ТЕКСТ ДЛЯ ЧТЕНИЯ:
--------------------------------

Карнавальное начало, представляющее собой «тип народной смеховой культуры» (Манн 1996, 9), оказало огромное влияние на художественную литературу. Как писал М. Бахтин, карнавал выработал свой специфический язык «символических, конкретно-чувственных форм», отражающий особое карнавальное мироощущение, и этот язык поддаётся переводу на «родственный ему по конкретно-чувственному характеру язык художественных образов, то есть на язык литературы» (Бахтин 1979, 141). Карнавализация является ключевым элементом для вхождения в мир поэтики и Н.В. Гоголя1, и М.А. Булгакова2.
Во время карнавала между людьми устанавливаются особые связи, возникают отношения, специфика которых заключается в отступлении от общепринятых норм — как социальных, так и этических. Не случайно важнейшим элементом карнавального превращения является изменение внешнего облика — надевание масок и необычных одежд, призванных скрывать или «изменять» пол наряженного. Своеобразное карнавальное переодевание словно присутствует в ряде имён Н.В. Гоголя и М.А. Булгакова. Имена женщин, которыми наделяются мужчины, и, наоборот, женские имена с «мужским элементом» мы будем называть именами-андрогинами3.
Мужское начало присуще имени «Елизавета Воробей». Женское имя крепостной Собакевича было написано с твёрдым знаком («Елизаветъ»), чтобы не выделяться среди имён мужиков. Наполовину мужское имя ввело Чичикова в заблуждение: «Это что за мужик: Елизавета Воробей. Фу ты пропасть: баба! Она как сюда затесалась? Подлец, Собакевич, и здесь надул!» (5, 126). Собакевич сознательно избирает форму Елизаветъ, чтобы обмануть Чичикова схожестью женского имени с мужским: в старину «в разных календарях можно было обнаружить свыше 150 парных мужских и женских имён: Андрей и Андрея, Елен и Елена и т. д.» (Суперанская 1998, 35). Пары имён Елизаветъ — Елизавета не существовало, но срабатывала аналогия.
Ономастическая двойственность также связана с тем, что литературному имени Елизавета соответствуют церковная форма Елисавефь (имя писалось через «фиту») и старая календарная форма Елисавет. Императрица Елизавета Петровна величалась старым календарным именем Елисавет, как в одах, прославляющих ее имя4, так и в официальных прошениях на имя государыни5. Среди нейтральных русских имён в списке крепостных Собакевича (Еремей (Сорокоплёхин), Максим (Телятников), (Пробка) Степан) единственной книжной церковнославянской формой имени является имя Елизаветъ, которое «в XIX веке уже не входило в официальные святцы Синодальной церкви» (Там же, 96).

--------------------------------

ИСХОДНЫЕ МАТЕРИАЛЫ:

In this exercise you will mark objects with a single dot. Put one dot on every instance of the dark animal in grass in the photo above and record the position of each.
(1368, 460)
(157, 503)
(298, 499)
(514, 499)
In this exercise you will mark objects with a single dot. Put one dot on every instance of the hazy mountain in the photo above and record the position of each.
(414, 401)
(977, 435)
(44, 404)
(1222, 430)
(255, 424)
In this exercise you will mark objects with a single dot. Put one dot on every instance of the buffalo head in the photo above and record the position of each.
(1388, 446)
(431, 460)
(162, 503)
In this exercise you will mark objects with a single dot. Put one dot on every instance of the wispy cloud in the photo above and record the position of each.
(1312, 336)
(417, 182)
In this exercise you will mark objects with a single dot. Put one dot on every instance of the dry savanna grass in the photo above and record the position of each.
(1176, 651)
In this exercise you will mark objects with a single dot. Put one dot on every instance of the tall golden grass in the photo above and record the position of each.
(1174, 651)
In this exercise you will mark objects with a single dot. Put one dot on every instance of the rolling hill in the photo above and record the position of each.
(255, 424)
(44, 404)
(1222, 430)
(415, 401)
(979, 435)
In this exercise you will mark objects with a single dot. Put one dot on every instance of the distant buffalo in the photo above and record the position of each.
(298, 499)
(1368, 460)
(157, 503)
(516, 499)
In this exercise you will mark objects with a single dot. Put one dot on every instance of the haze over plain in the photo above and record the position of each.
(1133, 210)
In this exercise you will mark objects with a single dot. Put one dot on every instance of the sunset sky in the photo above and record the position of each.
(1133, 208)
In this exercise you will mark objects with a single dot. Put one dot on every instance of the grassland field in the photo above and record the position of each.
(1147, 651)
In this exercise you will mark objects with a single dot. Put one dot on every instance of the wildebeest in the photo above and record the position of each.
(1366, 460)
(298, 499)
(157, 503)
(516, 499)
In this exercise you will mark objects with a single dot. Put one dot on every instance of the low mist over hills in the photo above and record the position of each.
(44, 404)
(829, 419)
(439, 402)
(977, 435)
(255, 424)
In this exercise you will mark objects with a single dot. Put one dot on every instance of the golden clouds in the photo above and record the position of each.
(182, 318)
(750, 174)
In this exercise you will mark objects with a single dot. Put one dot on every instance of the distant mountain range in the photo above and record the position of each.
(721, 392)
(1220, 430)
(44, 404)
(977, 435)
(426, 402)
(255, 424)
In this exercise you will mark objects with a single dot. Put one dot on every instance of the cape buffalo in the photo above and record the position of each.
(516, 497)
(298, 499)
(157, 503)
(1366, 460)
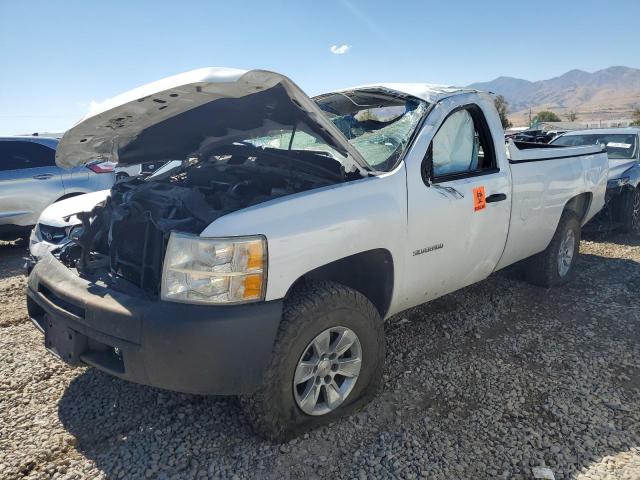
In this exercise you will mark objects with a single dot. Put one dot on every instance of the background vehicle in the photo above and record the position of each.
(265, 264)
(147, 168)
(623, 187)
(55, 224)
(30, 181)
(534, 136)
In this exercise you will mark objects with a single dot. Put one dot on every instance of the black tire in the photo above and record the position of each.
(312, 308)
(543, 269)
(630, 211)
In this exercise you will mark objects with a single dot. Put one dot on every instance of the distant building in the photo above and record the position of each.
(551, 126)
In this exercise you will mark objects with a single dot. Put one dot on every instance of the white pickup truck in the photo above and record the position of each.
(264, 264)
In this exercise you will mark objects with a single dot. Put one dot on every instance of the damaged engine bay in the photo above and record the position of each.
(123, 239)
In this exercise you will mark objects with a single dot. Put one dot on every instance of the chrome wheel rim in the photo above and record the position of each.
(327, 371)
(565, 255)
(635, 211)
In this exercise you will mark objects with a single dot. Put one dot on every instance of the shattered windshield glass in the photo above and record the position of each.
(379, 125)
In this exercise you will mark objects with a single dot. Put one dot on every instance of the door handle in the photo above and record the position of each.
(496, 197)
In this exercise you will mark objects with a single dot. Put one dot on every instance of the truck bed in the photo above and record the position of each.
(544, 179)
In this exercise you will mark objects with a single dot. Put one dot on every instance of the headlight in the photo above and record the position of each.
(214, 270)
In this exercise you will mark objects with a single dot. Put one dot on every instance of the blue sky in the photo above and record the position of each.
(60, 56)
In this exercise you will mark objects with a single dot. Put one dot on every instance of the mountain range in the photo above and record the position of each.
(605, 94)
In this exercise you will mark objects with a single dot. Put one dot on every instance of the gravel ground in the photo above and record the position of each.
(488, 382)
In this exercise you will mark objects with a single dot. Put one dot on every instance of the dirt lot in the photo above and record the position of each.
(484, 383)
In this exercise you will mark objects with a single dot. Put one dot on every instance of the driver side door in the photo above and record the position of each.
(459, 210)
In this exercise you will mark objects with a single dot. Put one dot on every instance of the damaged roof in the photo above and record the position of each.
(429, 92)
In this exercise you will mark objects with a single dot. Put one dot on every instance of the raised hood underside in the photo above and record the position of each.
(195, 112)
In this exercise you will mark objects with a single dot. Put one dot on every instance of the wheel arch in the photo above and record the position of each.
(69, 195)
(370, 272)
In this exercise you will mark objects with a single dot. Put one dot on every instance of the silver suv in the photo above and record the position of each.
(30, 181)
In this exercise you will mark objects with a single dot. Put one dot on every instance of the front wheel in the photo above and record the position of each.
(555, 265)
(327, 362)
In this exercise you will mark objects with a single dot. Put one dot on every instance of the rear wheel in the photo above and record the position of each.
(327, 362)
(630, 211)
(555, 265)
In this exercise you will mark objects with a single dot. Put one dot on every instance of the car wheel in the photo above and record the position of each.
(327, 362)
(630, 212)
(555, 265)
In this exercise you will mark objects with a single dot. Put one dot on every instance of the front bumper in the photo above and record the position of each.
(187, 348)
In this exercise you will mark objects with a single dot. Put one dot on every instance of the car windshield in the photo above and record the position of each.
(377, 124)
(618, 145)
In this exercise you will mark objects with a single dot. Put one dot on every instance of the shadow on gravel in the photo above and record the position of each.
(11, 258)
(487, 382)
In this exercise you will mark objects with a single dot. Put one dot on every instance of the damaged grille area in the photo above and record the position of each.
(125, 237)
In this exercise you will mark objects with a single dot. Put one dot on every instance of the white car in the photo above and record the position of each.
(266, 263)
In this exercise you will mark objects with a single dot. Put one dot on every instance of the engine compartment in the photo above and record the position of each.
(123, 239)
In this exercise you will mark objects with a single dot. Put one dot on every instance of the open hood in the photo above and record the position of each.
(185, 114)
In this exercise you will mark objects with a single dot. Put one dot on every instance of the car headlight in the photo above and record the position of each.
(618, 182)
(214, 270)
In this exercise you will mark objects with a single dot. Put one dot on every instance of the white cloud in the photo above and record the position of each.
(340, 49)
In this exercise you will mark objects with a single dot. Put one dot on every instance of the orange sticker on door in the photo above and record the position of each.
(479, 201)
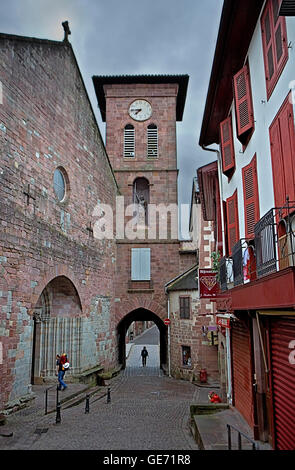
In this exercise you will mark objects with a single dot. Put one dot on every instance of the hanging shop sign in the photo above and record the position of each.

--------------------------------

ЧТО НУЖНО СДЕЛАТЬ:
#1 Воспроизведите дословно фрагмент текста о карнавализации от «Во время карнавала» до «будем называть именами-андрогинами3.».
#2 Продолжите текст о карнавализации, начав сразу после его последнего предложения.

ОТВЕТЫ ПО ЗАДАНИЯМ:
#1
Во время карнавала между людьми устанавливаются особые связи, возникают отношения, специфика которых заключается в отступлении от общепринятых норм — как социальных, так и этических. Не случайно важнейшим элементом карнавального превращения является изменение внешнего облика — надевание масок и необычных одежд, призванных скрывать или «изменять» пол наряженного. Своеобразное карнавальное переодевание словно присутствует в ряде имён Н.В. Гоголя и М.А. Булгакова. Имена женщин, которыми наделяются мужчины, и, наоборот, женские имена с «мужским элементом» мы будем называть именами-андрогинами3.

#2
Гоголевское имя-андрогин «Елизаветъ Воробей» не только входило в Ономастикон Михаила Булгакова (оно имело место в составе имён в «Похождениях Чичикова»), но и встречалось в разговорном обиходе писателя. Вспомним, что Чичиков не дорожил имеющимся в списке приобретённых душ именем Елизаветы Воробей, которая «так искусно была прописана, что издали можно было принять её за мужика, и даже имя оканчивалось на букву ъ, то есть не Елизавета, а Елизаветъ» (5, 126). Чичиков «не принял в уваженье» это обстоятельство «и тут же её вычеркнул» (5, 126). Булгаков уловил оттенок бесправия, который присутствует в имени Елизаветы Воробей, вычеркнутом из списка с таким трудом приобретаемых Чичиковым душ. Писатель использовал это имя в контексте ситуации, которую описывает в своём письме к Вересаеву (от 11 июля 1934 г.). Булгакову было отказано в поездке в Рим: курьер привёз всем писателям, запрашивающим разрешение на выезд за границу, заграничные паспорта, а Михаилу Александровичу — отказ. Что касается Елены Сергеевны, то на её прошение даже не было никакого ответа: «Очевидно, баба, Елизавет Воробей6!» О ней нечего и разговаривать» (5, 517).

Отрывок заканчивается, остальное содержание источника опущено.